# [Work request]
Nothing but the line holding "Target: cumulus cloud" and the lines after it, through the end of the records, should be set down, each exactly as it is.

# [Input data]
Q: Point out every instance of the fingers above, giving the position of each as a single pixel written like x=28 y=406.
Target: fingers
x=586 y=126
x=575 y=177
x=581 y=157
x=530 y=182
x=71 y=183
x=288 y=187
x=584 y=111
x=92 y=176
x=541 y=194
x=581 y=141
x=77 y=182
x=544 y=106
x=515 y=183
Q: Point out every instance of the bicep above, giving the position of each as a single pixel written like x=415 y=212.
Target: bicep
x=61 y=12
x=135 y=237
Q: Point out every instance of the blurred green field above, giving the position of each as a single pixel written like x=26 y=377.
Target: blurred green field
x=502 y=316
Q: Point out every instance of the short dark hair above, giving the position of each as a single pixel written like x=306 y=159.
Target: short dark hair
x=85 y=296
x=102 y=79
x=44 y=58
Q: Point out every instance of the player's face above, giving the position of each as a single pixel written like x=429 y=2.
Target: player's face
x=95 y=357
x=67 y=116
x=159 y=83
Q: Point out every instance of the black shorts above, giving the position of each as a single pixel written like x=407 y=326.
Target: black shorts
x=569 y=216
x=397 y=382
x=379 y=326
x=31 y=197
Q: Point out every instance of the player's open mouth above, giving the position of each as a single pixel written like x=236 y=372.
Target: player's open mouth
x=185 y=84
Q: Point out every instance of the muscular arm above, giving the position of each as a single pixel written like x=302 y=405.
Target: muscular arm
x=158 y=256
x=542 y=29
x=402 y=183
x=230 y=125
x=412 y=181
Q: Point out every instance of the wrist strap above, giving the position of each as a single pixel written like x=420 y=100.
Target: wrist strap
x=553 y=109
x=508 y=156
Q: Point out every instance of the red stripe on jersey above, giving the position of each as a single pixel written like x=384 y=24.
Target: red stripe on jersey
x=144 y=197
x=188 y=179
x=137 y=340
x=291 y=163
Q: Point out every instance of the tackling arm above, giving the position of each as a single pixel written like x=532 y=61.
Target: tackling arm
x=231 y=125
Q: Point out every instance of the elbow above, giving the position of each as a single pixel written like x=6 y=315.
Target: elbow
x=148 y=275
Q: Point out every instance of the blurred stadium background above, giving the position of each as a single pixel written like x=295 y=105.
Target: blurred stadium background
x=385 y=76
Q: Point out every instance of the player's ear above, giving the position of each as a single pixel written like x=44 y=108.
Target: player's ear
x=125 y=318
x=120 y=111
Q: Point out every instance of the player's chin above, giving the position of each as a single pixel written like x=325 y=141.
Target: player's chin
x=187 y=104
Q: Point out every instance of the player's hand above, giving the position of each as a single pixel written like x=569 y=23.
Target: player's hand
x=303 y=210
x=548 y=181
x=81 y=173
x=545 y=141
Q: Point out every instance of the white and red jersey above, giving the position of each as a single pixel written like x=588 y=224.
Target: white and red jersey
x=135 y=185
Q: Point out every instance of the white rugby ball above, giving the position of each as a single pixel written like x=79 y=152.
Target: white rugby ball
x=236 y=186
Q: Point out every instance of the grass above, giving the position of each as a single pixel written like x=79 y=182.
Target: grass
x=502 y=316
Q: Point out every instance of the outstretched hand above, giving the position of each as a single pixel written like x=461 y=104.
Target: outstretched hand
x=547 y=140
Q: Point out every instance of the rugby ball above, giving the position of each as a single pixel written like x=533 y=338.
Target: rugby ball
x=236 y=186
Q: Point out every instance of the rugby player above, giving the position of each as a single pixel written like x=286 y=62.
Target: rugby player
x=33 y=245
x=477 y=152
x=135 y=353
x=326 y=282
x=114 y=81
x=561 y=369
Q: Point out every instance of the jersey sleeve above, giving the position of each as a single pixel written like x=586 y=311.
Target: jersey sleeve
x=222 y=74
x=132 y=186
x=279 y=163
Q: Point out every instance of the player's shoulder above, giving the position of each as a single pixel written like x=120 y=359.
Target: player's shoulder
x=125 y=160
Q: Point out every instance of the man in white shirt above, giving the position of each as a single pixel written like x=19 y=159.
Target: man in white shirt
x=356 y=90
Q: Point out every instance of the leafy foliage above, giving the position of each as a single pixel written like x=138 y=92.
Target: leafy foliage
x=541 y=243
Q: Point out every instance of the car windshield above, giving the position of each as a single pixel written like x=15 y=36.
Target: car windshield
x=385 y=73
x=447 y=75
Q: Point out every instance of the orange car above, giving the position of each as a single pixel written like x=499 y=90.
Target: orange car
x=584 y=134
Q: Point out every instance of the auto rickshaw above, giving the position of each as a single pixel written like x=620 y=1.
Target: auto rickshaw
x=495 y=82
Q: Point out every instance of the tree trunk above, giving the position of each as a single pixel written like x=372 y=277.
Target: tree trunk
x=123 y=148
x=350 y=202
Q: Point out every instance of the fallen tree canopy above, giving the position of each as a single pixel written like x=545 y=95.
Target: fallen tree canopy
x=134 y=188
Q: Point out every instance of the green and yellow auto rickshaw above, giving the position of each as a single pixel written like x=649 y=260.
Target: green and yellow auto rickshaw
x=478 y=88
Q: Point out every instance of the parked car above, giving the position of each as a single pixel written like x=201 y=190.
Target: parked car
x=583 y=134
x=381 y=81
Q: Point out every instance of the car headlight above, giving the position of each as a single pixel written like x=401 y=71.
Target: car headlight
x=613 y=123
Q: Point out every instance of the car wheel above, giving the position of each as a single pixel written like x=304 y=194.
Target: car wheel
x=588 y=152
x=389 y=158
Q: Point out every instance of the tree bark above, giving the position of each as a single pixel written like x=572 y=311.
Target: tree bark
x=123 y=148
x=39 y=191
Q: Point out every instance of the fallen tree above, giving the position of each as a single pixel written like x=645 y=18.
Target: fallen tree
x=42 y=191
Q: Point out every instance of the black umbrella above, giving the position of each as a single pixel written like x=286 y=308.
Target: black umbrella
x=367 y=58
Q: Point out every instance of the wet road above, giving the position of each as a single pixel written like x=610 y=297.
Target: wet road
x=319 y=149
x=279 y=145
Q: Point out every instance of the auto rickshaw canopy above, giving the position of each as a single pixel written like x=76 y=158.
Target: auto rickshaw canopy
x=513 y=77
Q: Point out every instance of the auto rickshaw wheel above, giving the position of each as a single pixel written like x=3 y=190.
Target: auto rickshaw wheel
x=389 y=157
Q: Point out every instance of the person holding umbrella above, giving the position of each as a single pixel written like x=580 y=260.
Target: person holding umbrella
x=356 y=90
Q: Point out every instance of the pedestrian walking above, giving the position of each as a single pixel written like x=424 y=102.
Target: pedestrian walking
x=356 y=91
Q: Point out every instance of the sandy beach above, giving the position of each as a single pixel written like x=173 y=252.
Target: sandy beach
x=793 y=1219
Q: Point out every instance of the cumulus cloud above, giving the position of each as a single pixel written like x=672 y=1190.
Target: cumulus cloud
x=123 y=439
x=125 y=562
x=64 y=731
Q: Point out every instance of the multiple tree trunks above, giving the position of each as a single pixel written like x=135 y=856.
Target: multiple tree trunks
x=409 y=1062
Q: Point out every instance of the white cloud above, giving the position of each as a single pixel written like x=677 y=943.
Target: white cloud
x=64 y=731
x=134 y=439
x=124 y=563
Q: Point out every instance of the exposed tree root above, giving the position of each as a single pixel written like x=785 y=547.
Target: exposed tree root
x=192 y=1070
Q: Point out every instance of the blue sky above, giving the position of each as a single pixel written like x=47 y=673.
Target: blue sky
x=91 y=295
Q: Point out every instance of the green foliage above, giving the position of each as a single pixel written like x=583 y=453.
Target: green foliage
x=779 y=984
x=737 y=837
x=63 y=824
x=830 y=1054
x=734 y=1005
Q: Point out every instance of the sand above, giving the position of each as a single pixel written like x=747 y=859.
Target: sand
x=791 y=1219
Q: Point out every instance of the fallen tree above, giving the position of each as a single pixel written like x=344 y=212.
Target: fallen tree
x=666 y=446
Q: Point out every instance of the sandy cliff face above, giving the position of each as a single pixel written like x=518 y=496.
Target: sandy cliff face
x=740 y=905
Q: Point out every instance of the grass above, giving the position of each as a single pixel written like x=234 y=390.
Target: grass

# [Solution]
Target: cumulus cloud
x=123 y=439
x=125 y=562
x=64 y=731
Q: Point out every instance of the multiple tree trunks above, giving the position of each as a single pixel written like x=135 y=856.
Target: multiple tree trunks
x=409 y=1062
Q: Point out every instance of the white cloud above, giving the position of each as a single pixel written like x=677 y=943.
Target: white cloud
x=64 y=731
x=134 y=439
x=124 y=563
Q: Point out every instance of the exposed tree root above, giving the position of each as a single pixel written like x=785 y=547.
Target: exposed tree root
x=192 y=1070
Q: Point out every instance of the blue sky above, giving the position of each as a single pixel written like x=47 y=673.
Target: blue sky
x=91 y=295
Q: Point out every instance of the green foliage above, giving the position of each as a single pixel written like x=583 y=453.
Target: green foliage
x=779 y=984
x=737 y=837
x=63 y=824
x=830 y=1054
x=734 y=1005
Q: Point out every instance of the sand above, giving the position of each as a single pixel written like x=747 y=859.
Target: sand
x=791 y=1219
Q: Point out every instance of the fallen tree above, giving the position of each as a single pixel written like x=344 y=212.
Target: fallen tree
x=666 y=446
Q: Point out every instance of the sandy cliff face above, giving the position of each as a single pixel written like x=518 y=496.
Target: sandy cliff face
x=740 y=905
Q: Point out every instance of the grass above, giving the position of each as a single pixel written like x=234 y=390.
Target: grass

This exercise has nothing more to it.